- Tasks for this exercise -
a – In the passage on the study's limitations, what has the accuracy of CgA been reported to depend on?
b – Write the next part of the passage on the study's limitations, picking up after its final sentence.

- Passage -
· · ·

There are several limitations to this study. First, the retrospective nature of the study prevents us from exploring the dynamic variations of CgA during follow-up. Second, we were unable to compare different assays for CgA measurement. The accuracy of CgA has been reported to be associated with the assay employed, and different results are to be expected using different assays. Third, although our results suggest that elevated CgA has prognostic value, we cannot rule out the possibility of selection bias in that clinicians may be drawing CgA levels in patients with more advanced and worrisome disease (i.e. particularly in patients with advanced disease involving the bone which is harder to assess radiographically). Finally, our control population was truly “healthy”, and lacked some of the conditions that may confound the accuracy of CgA such as renal failure and PPI use. If these conditions had been present in the controls, then we would have expected our results to show an even further decrease in sensitivity and specificity.

· · ·

[Collected data entries]
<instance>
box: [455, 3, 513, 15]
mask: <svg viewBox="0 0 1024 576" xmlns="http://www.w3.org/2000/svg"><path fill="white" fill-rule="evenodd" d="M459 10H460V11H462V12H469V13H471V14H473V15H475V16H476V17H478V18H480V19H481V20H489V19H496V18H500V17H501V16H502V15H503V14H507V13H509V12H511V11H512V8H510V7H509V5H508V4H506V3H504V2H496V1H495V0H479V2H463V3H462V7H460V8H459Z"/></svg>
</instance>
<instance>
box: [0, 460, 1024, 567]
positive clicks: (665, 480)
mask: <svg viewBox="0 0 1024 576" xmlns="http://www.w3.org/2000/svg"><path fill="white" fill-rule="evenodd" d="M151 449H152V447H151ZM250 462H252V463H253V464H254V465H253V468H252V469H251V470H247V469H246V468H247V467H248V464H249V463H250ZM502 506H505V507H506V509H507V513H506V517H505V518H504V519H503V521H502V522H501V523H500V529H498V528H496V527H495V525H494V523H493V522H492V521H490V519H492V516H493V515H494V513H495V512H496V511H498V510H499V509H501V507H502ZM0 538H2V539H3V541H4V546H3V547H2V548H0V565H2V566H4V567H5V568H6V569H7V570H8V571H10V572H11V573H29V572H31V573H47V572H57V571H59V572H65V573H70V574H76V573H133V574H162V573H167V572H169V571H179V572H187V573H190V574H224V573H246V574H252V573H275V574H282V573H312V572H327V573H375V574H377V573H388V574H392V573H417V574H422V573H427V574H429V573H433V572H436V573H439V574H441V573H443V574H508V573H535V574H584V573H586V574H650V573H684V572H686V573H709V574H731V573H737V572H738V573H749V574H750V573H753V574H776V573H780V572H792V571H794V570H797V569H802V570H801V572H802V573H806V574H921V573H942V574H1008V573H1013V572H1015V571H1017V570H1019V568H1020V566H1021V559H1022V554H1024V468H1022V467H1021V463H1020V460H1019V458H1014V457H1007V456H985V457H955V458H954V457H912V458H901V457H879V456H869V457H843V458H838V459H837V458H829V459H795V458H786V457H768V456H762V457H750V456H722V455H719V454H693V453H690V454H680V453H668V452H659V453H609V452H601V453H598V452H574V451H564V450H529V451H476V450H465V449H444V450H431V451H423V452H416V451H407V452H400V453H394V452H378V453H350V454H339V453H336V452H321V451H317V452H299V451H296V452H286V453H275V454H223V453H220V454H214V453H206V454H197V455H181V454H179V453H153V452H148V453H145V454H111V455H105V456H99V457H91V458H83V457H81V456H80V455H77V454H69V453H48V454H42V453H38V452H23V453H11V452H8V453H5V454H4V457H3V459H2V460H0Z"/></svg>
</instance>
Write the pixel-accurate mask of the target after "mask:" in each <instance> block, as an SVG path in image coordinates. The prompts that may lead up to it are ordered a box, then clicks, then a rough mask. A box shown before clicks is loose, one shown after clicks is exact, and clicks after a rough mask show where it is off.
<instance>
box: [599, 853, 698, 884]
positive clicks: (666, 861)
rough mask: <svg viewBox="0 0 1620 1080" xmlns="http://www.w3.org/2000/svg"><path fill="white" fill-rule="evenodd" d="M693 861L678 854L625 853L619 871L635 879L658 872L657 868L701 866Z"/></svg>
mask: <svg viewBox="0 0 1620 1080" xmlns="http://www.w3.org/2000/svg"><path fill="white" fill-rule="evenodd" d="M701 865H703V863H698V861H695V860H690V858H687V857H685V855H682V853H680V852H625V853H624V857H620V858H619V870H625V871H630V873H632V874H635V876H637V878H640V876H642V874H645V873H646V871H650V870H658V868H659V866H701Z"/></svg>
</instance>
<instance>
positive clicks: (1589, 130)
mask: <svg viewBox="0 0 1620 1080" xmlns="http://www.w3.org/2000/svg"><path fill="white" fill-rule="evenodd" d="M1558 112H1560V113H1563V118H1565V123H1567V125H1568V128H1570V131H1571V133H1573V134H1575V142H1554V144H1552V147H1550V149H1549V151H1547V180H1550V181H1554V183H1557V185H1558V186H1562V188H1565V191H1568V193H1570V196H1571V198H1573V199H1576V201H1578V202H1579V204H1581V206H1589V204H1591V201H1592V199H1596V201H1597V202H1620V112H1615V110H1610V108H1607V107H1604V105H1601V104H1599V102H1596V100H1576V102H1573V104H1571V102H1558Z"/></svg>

· · ·

- Results in order -
a – The assay used to measure it.

b –
In conclusion, the results of this retrospective study suggest that CgA has a limited role as a diagnostic biomarker for well-differentiated PanNET, especially in patients with localized disease. Our results show an elevated CgA level may have prognostic value with respect to disease-specific survival. However, this prognostic role should be further investigated in larger series with a longer follow-up and with respect to other pathological factors as the grade and the stage of the disease.